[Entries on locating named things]
^^^^

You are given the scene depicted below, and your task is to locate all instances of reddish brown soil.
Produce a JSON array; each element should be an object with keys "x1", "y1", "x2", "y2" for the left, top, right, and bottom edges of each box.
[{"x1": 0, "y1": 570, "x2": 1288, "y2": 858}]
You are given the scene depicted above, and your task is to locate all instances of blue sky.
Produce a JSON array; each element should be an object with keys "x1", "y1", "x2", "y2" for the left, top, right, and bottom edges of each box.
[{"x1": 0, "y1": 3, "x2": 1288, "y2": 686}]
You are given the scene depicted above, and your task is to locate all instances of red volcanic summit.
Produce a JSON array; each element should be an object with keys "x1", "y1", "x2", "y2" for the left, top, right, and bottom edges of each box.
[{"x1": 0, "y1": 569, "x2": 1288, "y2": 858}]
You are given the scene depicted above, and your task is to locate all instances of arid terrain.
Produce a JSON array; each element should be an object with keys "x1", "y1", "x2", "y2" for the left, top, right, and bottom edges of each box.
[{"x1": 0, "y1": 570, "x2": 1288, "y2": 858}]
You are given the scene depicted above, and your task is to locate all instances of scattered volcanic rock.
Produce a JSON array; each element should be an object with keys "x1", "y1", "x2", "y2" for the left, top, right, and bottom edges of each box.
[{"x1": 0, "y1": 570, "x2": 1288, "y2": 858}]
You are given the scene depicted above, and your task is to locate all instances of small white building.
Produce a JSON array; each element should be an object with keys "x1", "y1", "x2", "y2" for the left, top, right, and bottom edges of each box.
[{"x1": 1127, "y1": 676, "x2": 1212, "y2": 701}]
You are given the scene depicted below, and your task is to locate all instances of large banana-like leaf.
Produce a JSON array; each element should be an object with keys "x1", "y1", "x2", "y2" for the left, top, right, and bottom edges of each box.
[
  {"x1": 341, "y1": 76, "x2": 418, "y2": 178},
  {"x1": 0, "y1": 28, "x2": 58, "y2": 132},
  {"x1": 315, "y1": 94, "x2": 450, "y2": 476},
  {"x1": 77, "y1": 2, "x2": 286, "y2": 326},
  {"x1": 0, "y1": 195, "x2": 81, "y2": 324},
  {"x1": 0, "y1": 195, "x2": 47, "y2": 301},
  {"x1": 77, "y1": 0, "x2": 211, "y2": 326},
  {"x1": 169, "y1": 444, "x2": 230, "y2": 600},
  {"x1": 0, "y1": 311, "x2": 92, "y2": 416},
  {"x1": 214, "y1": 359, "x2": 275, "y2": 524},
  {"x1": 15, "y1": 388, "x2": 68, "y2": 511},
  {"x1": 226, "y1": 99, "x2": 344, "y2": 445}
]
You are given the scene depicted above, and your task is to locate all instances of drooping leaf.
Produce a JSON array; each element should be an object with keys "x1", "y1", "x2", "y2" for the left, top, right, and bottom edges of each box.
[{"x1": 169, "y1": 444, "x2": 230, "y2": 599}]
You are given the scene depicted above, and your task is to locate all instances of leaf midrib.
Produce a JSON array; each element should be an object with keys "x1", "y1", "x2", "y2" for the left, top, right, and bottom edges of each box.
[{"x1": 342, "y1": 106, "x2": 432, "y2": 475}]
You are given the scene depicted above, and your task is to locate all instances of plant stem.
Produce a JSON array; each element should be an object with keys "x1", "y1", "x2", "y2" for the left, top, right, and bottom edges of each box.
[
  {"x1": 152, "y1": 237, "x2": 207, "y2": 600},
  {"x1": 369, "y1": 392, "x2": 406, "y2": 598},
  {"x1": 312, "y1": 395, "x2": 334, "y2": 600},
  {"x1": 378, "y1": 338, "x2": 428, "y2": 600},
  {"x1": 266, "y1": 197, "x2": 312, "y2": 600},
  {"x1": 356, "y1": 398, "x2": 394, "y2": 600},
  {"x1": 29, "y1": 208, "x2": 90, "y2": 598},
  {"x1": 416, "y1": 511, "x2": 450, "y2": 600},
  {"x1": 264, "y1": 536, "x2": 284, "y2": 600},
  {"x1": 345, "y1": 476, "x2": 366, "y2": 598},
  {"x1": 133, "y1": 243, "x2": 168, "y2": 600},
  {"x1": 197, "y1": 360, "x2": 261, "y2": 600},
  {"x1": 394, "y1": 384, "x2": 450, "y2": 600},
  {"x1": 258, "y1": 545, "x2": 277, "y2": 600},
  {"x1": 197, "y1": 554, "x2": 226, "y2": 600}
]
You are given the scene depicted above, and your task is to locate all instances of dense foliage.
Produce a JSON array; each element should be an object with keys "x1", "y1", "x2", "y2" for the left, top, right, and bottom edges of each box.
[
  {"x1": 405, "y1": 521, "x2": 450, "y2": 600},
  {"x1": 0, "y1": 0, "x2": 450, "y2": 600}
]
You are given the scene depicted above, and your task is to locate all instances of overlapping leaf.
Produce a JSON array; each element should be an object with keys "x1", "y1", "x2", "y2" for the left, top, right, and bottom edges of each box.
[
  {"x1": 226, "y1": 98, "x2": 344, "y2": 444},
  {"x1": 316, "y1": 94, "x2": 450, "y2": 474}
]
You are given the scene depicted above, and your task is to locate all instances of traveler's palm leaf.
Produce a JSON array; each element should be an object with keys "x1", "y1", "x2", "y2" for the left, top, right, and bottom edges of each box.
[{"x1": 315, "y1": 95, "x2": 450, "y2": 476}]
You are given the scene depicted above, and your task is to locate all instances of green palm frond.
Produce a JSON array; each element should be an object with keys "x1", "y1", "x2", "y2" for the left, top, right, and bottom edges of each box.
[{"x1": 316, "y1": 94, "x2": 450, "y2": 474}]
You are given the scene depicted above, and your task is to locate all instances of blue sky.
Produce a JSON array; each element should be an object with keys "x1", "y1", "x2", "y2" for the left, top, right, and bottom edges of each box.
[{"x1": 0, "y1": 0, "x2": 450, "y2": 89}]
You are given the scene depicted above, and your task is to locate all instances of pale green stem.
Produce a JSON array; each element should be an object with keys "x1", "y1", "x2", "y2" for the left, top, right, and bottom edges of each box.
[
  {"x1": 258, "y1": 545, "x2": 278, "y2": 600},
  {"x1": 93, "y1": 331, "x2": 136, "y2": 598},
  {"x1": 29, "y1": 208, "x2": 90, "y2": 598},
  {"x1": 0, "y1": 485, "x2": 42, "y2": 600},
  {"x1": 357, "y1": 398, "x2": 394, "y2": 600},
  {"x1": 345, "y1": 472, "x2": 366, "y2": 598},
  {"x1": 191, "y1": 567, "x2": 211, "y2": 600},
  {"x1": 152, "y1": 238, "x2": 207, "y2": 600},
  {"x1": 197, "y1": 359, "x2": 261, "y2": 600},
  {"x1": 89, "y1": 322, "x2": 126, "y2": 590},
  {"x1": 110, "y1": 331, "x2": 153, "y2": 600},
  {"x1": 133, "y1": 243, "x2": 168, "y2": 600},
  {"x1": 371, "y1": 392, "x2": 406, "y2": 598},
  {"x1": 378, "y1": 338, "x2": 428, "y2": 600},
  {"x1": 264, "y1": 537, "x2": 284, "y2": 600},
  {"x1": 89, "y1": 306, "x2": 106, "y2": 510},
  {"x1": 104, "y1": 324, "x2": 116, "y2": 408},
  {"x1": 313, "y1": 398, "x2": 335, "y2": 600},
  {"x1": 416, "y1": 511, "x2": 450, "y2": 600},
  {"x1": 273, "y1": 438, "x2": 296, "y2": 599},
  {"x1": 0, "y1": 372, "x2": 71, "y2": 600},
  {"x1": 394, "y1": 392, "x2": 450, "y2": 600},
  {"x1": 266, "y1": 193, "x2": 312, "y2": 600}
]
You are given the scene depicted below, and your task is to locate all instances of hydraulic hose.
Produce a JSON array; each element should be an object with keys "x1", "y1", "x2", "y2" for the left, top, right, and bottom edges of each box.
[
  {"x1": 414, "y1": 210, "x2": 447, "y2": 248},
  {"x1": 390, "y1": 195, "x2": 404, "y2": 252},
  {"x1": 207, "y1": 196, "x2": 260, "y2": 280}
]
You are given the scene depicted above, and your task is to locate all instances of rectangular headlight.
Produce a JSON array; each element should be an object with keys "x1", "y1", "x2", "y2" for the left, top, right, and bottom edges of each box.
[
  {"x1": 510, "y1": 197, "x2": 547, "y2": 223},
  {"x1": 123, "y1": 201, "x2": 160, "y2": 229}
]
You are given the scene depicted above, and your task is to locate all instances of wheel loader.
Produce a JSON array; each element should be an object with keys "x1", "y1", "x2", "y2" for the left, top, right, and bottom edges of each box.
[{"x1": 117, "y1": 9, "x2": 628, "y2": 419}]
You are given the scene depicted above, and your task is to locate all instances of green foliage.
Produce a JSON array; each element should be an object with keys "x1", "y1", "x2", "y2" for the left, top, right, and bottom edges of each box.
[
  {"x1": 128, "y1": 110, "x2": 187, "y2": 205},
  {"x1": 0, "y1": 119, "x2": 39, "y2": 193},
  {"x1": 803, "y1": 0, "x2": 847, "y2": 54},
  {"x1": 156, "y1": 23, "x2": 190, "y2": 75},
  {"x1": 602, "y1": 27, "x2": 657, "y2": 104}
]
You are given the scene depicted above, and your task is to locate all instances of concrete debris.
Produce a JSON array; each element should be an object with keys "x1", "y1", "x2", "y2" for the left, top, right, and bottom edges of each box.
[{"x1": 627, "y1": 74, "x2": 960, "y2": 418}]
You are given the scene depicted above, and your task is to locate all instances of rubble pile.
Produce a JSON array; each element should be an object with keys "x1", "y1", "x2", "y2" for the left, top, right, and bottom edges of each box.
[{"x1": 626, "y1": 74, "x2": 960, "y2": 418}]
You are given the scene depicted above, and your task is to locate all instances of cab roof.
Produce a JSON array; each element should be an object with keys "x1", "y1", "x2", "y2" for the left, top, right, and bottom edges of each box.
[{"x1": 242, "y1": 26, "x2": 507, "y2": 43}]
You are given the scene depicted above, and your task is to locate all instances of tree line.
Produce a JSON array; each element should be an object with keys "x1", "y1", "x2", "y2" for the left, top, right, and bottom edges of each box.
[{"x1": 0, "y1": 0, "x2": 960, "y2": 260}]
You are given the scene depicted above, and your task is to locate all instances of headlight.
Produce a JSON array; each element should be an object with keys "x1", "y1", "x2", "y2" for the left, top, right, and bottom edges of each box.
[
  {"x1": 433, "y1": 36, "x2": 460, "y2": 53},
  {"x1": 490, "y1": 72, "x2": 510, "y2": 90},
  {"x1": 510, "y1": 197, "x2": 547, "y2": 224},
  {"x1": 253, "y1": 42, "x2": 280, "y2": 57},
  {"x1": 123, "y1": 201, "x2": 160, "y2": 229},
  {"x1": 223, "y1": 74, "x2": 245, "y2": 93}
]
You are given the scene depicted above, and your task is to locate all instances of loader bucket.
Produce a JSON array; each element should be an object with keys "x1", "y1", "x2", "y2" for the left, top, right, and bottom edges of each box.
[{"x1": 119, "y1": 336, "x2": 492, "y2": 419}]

^^^^

__What is needed__. How many lines in the data above contain the string "stem"? Reply with the number alone.

__Output__. 2